Exercise aim: Which lines in the rows below contain the word "white"? Return each of those lines in full.

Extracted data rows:

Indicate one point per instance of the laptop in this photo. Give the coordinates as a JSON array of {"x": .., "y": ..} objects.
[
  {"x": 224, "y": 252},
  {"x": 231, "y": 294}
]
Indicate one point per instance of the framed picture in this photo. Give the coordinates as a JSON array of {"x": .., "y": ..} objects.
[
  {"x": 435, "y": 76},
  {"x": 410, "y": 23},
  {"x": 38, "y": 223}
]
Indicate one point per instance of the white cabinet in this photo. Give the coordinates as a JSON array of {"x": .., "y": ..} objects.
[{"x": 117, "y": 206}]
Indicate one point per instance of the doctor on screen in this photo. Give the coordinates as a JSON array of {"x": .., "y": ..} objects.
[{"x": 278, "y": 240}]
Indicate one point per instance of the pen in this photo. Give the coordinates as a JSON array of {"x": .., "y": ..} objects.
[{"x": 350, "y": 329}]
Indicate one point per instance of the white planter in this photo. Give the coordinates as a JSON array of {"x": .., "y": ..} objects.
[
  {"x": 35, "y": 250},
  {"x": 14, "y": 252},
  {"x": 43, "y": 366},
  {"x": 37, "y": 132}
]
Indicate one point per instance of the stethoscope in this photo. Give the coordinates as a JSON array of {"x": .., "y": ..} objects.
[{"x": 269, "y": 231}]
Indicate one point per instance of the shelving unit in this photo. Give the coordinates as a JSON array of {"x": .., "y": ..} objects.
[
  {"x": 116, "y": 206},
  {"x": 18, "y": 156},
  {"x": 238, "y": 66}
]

==

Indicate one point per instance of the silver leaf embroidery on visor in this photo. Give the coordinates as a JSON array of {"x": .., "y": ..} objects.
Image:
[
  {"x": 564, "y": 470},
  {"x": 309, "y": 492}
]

Worked solution:
Indicate one point per instance of the white cabinet in this photo. Give the coordinates as a JSON array of {"x": .., "y": ..} objects.
Indicate one point per instance of the white planter in this photo. Give the coordinates as a JSON array of {"x": .., "y": ..} objects.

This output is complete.